# Your instructions
Copy out everything below from the line containing "Each instance receives one point. Mark the green shrub" down to the end of the records, leaving every line unchanged.

# The records
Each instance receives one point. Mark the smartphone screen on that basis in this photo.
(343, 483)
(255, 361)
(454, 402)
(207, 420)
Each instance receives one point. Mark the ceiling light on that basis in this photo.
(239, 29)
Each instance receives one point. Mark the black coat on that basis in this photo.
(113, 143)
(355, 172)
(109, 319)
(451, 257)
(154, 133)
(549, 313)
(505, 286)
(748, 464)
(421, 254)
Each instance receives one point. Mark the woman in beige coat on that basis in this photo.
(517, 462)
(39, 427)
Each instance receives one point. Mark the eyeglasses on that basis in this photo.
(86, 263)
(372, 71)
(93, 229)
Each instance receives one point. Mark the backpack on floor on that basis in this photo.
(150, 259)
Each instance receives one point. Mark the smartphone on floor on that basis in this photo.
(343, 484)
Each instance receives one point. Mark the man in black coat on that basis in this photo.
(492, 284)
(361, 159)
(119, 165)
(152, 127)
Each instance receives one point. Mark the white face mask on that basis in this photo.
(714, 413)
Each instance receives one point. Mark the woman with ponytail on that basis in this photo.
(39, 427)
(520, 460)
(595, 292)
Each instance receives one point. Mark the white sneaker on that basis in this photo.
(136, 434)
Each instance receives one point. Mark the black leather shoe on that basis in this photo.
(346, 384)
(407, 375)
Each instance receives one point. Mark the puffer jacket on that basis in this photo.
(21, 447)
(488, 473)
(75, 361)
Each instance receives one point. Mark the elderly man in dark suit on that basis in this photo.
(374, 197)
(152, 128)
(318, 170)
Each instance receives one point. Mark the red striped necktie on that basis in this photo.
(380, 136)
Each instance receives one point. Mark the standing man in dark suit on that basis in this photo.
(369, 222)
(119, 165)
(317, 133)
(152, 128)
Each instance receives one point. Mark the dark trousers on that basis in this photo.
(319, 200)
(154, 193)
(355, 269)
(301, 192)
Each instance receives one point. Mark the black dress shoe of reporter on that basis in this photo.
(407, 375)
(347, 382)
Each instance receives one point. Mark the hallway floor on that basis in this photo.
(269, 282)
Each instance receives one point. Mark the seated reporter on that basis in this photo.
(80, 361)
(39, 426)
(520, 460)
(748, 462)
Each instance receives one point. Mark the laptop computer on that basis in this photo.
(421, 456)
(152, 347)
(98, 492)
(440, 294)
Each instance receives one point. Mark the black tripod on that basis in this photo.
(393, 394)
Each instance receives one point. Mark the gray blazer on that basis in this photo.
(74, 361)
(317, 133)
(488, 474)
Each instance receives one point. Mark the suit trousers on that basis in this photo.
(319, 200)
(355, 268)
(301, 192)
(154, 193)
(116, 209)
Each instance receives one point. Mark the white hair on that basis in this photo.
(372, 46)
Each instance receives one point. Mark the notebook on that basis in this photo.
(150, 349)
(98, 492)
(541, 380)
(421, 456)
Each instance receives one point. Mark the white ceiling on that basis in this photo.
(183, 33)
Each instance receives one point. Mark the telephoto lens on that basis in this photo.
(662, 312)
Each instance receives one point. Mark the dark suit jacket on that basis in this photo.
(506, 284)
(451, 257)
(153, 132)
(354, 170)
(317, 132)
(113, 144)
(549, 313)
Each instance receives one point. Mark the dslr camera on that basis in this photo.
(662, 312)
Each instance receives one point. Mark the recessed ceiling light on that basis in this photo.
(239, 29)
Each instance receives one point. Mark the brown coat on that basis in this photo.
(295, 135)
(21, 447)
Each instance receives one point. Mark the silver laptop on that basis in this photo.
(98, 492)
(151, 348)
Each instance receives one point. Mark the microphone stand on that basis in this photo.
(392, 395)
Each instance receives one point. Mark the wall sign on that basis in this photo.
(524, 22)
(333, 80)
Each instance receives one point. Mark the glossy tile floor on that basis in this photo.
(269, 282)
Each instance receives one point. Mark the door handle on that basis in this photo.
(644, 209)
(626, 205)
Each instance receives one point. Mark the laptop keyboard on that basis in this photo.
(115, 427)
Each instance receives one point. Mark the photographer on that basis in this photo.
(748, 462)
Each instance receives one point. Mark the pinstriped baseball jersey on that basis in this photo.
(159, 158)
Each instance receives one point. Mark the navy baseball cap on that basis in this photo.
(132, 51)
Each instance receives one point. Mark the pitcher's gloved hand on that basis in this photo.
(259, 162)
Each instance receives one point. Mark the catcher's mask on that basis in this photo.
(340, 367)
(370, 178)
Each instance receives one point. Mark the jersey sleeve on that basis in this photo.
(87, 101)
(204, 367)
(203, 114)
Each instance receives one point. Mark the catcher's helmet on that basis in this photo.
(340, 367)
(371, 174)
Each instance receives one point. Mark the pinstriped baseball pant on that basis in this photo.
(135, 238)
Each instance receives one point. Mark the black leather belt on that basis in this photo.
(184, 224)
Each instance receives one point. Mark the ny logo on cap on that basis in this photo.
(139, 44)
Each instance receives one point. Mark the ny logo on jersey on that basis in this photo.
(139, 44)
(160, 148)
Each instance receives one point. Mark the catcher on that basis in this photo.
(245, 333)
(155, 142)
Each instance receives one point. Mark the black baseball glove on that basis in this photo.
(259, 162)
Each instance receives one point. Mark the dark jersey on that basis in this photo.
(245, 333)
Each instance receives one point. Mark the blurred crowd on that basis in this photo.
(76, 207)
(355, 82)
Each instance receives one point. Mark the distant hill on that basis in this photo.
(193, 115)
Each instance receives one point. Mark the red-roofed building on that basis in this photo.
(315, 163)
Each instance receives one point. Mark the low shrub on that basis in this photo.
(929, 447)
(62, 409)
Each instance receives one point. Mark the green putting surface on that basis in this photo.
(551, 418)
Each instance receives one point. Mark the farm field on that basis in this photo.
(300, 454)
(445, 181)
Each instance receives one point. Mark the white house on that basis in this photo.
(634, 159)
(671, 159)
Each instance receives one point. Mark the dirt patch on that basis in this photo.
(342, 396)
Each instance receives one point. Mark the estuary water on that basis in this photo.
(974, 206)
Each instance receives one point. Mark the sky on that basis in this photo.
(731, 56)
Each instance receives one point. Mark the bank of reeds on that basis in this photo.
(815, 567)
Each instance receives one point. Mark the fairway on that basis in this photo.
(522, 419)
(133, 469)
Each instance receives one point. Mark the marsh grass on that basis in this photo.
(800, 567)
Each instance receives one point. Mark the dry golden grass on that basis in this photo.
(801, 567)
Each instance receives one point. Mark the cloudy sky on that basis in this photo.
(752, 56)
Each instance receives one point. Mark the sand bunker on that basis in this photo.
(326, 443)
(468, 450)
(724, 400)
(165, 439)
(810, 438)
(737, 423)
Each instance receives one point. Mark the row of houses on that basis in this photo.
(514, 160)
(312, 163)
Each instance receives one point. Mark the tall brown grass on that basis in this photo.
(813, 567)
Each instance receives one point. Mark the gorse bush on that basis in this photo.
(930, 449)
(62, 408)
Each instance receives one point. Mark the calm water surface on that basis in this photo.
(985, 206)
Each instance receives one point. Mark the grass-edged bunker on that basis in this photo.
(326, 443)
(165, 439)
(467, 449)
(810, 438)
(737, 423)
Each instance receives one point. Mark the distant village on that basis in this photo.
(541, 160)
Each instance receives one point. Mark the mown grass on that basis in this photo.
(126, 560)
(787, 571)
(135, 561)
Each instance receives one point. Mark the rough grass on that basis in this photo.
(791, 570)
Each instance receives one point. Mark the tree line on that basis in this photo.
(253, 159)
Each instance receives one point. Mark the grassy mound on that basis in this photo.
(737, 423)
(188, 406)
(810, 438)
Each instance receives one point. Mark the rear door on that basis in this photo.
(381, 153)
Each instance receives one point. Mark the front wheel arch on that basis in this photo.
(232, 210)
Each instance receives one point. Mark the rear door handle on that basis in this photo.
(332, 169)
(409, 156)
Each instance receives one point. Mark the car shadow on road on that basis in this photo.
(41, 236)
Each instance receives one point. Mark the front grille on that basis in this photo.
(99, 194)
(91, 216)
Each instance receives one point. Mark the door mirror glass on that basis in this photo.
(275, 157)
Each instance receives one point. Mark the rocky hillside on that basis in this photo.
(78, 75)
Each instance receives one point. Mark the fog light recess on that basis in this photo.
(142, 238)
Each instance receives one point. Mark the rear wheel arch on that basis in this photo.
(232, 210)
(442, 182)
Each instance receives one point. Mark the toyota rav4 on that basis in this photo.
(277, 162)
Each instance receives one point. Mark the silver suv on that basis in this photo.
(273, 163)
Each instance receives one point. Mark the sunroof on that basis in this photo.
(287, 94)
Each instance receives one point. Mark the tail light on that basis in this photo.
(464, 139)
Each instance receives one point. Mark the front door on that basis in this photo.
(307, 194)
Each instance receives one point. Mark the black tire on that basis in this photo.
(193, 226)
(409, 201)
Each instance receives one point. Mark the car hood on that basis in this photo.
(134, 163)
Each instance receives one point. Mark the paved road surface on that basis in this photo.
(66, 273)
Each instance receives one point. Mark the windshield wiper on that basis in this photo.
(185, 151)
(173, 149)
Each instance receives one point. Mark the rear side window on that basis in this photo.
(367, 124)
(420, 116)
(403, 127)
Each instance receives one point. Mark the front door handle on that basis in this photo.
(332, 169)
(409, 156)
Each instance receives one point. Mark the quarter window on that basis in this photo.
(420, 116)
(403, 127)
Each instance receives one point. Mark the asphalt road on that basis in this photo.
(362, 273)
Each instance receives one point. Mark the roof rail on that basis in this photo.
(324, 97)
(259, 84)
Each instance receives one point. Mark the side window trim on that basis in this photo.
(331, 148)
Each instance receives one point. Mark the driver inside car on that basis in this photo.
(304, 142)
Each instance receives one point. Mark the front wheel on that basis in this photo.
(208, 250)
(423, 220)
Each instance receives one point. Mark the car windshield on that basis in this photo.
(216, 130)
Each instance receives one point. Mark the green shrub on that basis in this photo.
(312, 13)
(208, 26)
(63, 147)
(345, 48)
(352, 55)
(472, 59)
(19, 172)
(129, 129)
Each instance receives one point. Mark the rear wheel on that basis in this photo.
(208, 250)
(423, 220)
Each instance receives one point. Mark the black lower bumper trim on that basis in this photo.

# Result
Each instance receives one point. Mark the green shrub on that basis in this photo.
(312, 13)
(208, 26)
(63, 147)
(345, 48)
(352, 55)
(472, 59)
(19, 172)
(129, 129)
Each instance receives one point. Mark the rear wheel on that basis in this photo.
(208, 250)
(423, 220)
Each instance receives one point. Mark the black lower bumper trim on that basis in this photo.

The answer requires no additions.